──────── Recorded data ────────
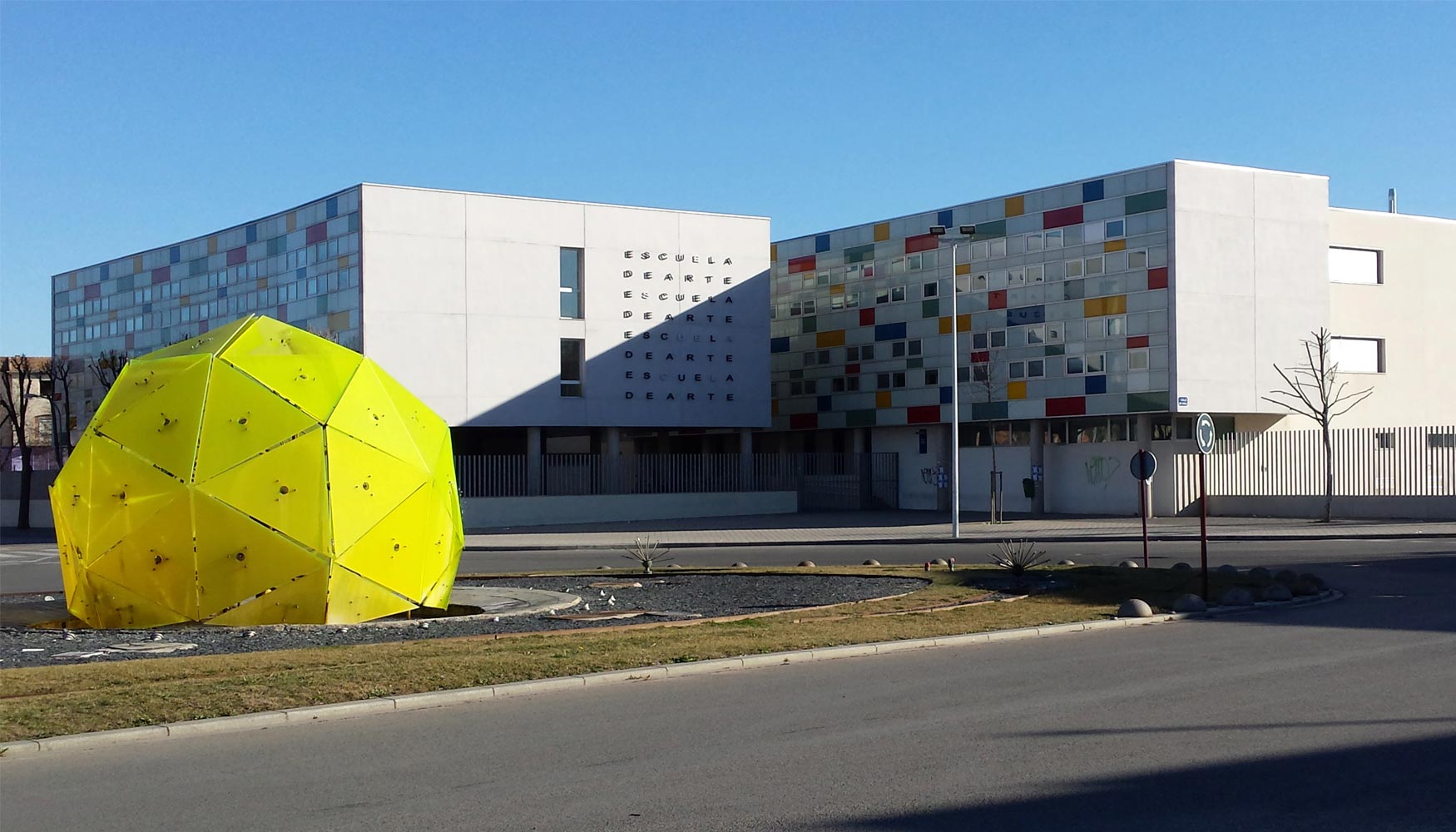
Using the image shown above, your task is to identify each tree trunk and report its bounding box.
[15,442,31,529]
[1320,423,1335,523]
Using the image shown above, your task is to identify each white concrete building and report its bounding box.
[760,161,1456,514]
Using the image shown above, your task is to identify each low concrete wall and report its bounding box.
[1209,494,1456,520]
[0,500,56,529]
[460,491,800,529]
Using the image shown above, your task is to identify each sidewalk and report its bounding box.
[466,512,1456,551]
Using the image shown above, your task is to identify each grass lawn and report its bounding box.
[0,567,1256,741]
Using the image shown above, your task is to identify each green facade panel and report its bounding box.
[1127,390,1168,414]
[1126,191,1168,214]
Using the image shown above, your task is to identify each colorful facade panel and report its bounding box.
[770,165,1169,430]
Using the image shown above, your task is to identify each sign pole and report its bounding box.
[1198,453,1209,601]
[1137,479,1147,570]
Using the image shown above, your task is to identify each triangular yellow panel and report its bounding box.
[146,314,255,361]
[196,428,329,552]
[51,498,80,592]
[326,564,415,624]
[84,572,186,628]
[338,485,431,603]
[207,564,329,626]
[83,436,186,560]
[95,360,211,483]
[364,359,450,460]
[86,489,196,619]
[221,318,363,421]
[324,428,427,552]
[192,494,328,624]
[51,436,101,565]
[329,360,428,472]
[196,361,319,483]
[92,355,208,427]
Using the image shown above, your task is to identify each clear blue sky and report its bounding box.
[0,2,1456,354]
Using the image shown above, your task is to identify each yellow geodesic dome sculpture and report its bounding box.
[51,316,463,626]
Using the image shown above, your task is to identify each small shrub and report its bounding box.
[622,535,671,576]
[992,541,1047,578]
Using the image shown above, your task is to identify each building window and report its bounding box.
[1330,337,1384,373]
[1330,246,1384,285]
[561,249,582,318]
[561,338,587,398]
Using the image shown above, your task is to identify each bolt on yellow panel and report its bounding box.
[329,360,428,473]
[207,564,329,626]
[83,434,186,562]
[336,483,433,603]
[92,355,207,425]
[333,427,428,552]
[196,428,329,552]
[86,488,196,621]
[192,494,328,624]
[95,360,211,483]
[326,564,415,624]
[364,359,454,471]
[196,361,319,483]
[84,572,186,628]
[221,318,363,421]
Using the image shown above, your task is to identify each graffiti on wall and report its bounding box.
[1082,456,1122,488]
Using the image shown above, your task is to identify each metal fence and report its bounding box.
[1209,425,1456,497]
[456,453,900,512]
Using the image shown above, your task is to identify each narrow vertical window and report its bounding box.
[561,338,587,398]
[561,249,582,319]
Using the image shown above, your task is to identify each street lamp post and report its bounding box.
[930,225,976,541]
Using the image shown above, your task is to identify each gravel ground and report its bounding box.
[0,572,924,667]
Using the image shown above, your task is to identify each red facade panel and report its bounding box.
[906,235,941,254]
[1047,396,1087,417]
[1041,206,1082,229]
[906,405,941,424]
[790,255,814,274]
[790,414,819,430]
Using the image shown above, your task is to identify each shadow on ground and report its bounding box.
────────
Job:
Copy out every row above, replacing each "report its bounding box" with "give its bounding box" and changing nothing else. Leave the pictures out of your copy.

Answer in full:
Using the image shown above, your task is to identify each tree trunk and give its bounding box.
[15,442,31,529]
[1320,423,1335,523]
Using the image shown above, your task is to identify each white concrete building and give its bounding box.
[760,161,1456,514]
Using the image shown above, your task is to identify each low concrete wall and give its bounding box.
[1209,494,1456,520]
[0,500,56,529]
[460,491,800,529]
Using the image shown above, your task is to identify each sidewalk and give its bounding box.
[466,512,1456,551]
Using the image shown above, your task is to identify each grass lawn and give its bounding box.
[0,567,1256,741]
Using the image shown above, your task is to identify each green facade panel and give its bounding box.
[1127,390,1168,414]
[1126,191,1168,214]
Using the image shown above, your task is to identify each colorful facade panel and give its bounding box.
[770,165,1169,430]
Using the image shown above, your task is to identify each sign pole and give its bounding box.
[1198,453,1209,601]
[1137,479,1147,570]
Using the image shown above, your task is to identify each triangular yellow panel and give its bounding box.
[146,314,255,361]
[196,428,329,552]
[51,498,80,592]
[326,564,415,624]
[84,572,186,628]
[338,485,431,603]
[207,564,329,626]
[83,436,186,560]
[95,360,211,483]
[364,359,450,460]
[86,489,196,619]
[221,318,363,421]
[324,428,427,552]
[192,494,328,624]
[51,436,101,565]
[329,360,428,472]
[196,361,319,483]
[92,355,208,427]
Using the image shown above, your task is to identify each clear blue sky and give its bounding box.
[0,2,1456,354]
Using the image shown above, your task is to identify each yellow geodesic dome sculpture and give its bounding box.
[51,316,463,626]
Using the image shown above, your task is to identify each small shrub and give its bounding box.
[622,535,671,576]
[992,541,1047,578]
Using the image shown above, your task is to identify each building window and give its bounding box.
[1330,337,1384,373]
[1330,246,1384,285]
[561,249,582,318]
[561,338,587,398]
Using the image shown above, your task is to identify each bolt on yellow panel and give its bounding box.
[329,360,428,473]
[207,564,329,626]
[83,434,186,562]
[336,483,433,603]
[92,355,207,425]
[333,427,428,552]
[196,428,329,552]
[86,488,196,621]
[192,494,328,624]
[95,360,211,483]
[326,564,415,624]
[364,359,454,471]
[196,361,319,483]
[84,572,186,628]
[221,318,363,421]
Using the image shown above, your task is to identify each graffiti on wall and give its bounding box.
[1082,456,1122,488]
Using the image shown above, your task is to identify each metal fence and give its bounding box.
[1209,425,1456,497]
[456,453,900,512]
Using the image shown above, your task is to identify each narrow vertical window and give its bounding box.
[561,338,587,398]
[561,249,582,319]
Using the image shown above, your task is to identify each street lamp post and give its bounding box.
[930,225,976,541]
Using the image shown above, your task is to identify each gravel ground and give its bounding box.
[0,572,924,667]
Using the image shown above, your task is to identify each red facade panel and give its bounding box.
[906,235,941,254]
[1047,396,1087,417]
[1041,206,1082,229]
[906,405,941,424]
[790,255,814,274]
[790,414,819,430]
Using the image shown above, your task is to identify each shadow on ground and give its bounding box.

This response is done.